[Records from a data source]

—————

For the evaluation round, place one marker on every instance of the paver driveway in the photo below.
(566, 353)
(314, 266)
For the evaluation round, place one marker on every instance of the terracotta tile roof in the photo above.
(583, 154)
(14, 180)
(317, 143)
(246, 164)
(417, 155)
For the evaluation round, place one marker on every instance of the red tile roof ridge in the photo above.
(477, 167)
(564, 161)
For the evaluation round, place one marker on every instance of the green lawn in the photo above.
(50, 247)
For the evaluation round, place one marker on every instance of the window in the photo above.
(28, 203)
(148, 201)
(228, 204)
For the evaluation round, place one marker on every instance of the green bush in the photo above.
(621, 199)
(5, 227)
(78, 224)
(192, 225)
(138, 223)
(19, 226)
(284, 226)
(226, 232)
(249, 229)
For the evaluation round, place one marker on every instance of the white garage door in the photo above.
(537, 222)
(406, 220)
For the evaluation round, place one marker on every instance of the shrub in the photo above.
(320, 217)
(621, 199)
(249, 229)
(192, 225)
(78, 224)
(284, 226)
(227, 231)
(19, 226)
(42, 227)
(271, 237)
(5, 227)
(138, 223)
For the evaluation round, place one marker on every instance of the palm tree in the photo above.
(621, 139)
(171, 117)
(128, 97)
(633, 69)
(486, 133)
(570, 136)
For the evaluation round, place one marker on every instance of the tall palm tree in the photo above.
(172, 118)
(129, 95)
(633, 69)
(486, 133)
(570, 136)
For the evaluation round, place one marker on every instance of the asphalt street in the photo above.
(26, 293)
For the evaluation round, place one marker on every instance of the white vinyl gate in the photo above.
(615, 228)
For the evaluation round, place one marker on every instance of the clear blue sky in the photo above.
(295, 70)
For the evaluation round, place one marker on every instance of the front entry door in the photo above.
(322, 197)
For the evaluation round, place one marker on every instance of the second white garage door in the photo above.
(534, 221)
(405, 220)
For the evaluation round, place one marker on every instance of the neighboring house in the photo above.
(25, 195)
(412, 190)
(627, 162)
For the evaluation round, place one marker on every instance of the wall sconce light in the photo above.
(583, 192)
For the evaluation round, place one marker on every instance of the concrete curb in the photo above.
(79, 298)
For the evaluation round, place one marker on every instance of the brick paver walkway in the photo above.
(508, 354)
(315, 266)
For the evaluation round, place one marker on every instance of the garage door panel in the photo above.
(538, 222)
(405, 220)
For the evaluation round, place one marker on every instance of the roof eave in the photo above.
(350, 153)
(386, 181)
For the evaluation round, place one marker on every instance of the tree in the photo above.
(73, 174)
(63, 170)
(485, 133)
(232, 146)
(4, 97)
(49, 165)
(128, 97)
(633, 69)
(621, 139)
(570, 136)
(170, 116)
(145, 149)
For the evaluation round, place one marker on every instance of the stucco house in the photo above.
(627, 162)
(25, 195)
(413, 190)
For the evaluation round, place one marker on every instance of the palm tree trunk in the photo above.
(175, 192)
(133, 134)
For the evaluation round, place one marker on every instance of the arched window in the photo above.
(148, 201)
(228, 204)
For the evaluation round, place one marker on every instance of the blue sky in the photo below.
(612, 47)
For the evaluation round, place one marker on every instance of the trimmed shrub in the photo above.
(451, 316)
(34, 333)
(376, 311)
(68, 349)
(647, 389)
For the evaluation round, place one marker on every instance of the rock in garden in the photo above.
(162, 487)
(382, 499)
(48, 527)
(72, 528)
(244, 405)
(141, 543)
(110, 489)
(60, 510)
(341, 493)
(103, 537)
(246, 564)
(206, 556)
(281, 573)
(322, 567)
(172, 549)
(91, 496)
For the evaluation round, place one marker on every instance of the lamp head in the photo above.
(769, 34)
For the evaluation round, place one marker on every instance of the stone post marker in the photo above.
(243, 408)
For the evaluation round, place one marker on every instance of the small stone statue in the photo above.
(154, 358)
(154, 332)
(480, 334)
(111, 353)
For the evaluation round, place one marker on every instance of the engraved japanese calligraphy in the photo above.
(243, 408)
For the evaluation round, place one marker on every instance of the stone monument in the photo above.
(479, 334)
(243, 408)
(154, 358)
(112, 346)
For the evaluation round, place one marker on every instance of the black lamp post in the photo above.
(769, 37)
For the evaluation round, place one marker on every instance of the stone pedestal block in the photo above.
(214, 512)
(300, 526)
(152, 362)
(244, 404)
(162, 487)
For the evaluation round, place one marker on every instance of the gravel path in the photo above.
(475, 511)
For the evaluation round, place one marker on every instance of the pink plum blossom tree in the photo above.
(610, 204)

—————

## STATED GOAL
Copy out the data again, starting at the line containing "path in the photo above." and ending at the end of the data, requests included, and add -25 to every number in the coordinates.

## CORRECT RESULT
For the evaluation round, place one marker on every instance of the gravel path in the photo above.
(450, 486)
For the evaluation round, place one marker on every instance of the pink plum blossom tree in the photo above.
(585, 179)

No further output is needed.